Stored dataset items
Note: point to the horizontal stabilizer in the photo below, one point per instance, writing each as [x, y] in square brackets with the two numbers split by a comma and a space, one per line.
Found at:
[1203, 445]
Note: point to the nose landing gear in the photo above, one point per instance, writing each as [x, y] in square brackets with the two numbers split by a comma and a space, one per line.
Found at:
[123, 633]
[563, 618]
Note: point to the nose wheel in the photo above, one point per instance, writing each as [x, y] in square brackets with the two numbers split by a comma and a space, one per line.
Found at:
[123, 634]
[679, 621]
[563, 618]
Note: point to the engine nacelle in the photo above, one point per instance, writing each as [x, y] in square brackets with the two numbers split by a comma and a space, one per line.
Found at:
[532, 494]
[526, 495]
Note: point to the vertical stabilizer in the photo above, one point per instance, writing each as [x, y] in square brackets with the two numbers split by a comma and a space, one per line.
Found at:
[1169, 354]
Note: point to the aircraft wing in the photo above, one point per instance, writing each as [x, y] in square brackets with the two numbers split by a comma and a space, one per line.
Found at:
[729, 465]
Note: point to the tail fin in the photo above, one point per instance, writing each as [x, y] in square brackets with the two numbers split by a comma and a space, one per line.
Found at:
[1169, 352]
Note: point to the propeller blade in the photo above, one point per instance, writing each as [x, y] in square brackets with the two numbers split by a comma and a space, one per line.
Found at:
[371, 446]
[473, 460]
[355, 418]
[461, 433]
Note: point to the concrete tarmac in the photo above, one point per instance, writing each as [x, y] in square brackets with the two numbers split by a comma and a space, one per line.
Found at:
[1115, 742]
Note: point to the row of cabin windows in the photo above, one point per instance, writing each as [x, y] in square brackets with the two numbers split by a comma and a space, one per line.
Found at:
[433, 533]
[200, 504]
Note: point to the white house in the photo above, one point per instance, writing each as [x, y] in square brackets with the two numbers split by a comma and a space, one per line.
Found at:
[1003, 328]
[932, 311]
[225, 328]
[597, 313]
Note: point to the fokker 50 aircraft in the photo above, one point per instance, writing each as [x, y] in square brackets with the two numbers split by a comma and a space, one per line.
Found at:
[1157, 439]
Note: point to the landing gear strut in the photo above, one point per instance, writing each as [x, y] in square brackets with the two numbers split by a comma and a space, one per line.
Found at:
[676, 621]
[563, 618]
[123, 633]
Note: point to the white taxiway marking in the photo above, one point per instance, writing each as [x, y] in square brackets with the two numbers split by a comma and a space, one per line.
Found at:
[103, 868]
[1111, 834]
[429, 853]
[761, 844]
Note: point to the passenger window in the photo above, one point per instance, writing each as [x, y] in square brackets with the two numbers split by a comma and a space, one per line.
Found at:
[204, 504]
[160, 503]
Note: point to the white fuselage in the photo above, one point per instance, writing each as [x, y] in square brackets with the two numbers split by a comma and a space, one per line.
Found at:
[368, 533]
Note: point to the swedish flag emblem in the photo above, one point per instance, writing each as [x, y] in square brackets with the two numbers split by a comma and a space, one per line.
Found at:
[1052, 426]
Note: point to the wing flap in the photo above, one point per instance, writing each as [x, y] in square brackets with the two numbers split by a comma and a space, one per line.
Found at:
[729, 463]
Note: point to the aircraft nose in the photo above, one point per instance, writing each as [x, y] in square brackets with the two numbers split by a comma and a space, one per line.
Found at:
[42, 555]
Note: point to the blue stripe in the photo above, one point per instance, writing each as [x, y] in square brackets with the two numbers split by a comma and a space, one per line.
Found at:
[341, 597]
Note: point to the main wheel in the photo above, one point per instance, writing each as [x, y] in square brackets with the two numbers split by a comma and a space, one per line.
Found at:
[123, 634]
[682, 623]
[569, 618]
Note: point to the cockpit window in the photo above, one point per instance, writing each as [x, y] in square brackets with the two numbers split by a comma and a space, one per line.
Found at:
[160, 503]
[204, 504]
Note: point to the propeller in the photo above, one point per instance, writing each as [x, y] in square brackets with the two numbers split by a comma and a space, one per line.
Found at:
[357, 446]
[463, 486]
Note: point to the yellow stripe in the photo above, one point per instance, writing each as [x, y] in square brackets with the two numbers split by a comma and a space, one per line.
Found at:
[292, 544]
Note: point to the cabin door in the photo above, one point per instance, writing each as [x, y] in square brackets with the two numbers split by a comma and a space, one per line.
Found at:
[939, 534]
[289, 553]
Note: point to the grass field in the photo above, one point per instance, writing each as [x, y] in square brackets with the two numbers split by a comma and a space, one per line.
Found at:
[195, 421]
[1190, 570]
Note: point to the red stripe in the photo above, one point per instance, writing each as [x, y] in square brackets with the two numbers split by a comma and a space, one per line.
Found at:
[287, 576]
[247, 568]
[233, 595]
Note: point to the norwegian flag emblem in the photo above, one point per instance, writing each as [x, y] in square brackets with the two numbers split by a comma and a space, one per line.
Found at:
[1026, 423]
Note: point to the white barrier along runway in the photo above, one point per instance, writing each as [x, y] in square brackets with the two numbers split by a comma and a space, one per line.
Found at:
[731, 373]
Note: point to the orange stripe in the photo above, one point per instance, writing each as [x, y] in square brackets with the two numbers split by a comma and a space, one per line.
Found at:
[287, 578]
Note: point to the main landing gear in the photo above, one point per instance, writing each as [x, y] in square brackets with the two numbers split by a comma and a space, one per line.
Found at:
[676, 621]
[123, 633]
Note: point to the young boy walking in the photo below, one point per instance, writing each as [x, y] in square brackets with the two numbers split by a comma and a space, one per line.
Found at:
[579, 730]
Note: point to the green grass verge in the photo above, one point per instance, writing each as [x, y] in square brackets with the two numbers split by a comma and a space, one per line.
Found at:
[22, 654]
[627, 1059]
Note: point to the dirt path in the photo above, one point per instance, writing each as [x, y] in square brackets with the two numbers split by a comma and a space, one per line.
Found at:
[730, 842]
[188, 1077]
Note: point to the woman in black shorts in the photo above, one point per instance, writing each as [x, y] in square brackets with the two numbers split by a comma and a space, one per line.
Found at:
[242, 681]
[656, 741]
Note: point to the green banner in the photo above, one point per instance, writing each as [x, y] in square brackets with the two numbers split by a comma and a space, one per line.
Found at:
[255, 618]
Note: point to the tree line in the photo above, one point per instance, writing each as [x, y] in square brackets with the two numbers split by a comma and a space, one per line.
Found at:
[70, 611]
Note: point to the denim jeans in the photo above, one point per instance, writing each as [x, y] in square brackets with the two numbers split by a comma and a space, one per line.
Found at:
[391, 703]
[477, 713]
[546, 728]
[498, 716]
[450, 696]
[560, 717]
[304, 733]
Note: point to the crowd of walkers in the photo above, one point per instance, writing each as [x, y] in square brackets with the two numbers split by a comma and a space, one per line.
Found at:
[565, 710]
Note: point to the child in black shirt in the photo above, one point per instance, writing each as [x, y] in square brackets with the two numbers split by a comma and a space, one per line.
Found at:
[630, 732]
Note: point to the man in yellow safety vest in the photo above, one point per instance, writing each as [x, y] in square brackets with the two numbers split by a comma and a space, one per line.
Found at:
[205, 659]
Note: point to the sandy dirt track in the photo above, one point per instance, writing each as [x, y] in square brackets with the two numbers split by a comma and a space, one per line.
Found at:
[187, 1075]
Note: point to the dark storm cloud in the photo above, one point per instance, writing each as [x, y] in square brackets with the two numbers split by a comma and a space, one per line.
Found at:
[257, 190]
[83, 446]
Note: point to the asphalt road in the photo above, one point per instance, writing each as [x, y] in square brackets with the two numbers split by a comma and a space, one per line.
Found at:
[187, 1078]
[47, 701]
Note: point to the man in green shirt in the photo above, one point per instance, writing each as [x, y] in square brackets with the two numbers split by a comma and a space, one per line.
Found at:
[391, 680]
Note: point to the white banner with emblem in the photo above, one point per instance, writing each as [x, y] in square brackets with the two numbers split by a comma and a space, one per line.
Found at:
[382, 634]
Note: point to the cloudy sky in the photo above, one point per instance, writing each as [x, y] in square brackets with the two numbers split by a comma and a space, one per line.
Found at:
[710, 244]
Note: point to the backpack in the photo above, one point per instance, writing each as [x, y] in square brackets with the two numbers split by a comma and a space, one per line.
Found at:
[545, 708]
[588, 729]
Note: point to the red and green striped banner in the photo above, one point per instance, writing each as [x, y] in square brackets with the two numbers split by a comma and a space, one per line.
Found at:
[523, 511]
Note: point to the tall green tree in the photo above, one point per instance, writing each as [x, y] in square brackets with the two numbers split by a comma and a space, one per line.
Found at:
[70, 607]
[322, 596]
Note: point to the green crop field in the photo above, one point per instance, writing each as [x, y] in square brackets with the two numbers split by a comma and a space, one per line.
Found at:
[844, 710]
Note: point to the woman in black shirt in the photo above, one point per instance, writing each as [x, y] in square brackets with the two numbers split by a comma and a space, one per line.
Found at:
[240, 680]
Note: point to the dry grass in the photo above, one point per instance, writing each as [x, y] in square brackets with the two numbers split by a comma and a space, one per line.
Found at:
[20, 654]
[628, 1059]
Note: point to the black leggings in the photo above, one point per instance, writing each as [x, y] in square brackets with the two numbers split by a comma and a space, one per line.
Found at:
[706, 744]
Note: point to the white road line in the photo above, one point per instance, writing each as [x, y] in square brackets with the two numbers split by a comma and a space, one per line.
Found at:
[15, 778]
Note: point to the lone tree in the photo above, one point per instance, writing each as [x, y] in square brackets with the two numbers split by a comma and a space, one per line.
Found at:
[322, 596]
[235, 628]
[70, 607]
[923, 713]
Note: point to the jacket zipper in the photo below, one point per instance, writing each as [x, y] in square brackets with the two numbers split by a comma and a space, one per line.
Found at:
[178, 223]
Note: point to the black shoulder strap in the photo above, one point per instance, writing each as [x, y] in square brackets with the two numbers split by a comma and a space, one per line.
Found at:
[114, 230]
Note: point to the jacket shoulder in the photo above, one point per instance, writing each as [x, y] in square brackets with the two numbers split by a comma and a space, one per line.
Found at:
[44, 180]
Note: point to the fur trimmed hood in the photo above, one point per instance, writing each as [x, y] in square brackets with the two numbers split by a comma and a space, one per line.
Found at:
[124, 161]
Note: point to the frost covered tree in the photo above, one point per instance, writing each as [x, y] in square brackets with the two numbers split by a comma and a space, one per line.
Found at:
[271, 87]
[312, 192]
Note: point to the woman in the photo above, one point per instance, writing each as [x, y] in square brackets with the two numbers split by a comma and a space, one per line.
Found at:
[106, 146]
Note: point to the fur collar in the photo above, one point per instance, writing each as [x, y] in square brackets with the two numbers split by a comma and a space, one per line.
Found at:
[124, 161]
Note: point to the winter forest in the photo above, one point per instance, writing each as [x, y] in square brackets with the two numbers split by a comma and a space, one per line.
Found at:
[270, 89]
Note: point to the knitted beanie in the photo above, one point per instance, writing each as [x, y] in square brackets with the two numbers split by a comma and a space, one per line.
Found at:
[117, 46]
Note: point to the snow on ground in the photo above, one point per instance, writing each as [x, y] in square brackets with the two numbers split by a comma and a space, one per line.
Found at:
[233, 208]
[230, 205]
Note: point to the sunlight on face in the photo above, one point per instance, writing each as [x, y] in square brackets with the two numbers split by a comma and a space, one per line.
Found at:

**AIM OF THE EXERCISE:**
Please repeat the items from the line with "Note: point to the tail" up to and including the line with "[1169, 352]", swapping "tail fin" for "vertical fin" and leaving everything else unchanged.

**TASK RESPONSE:**
Note: point to the vertical fin in the photo above, one point per instance, writing each as [x, y] in square brackets with the two numbers split by a comma and a space, one per line.
Found at:
[1169, 352]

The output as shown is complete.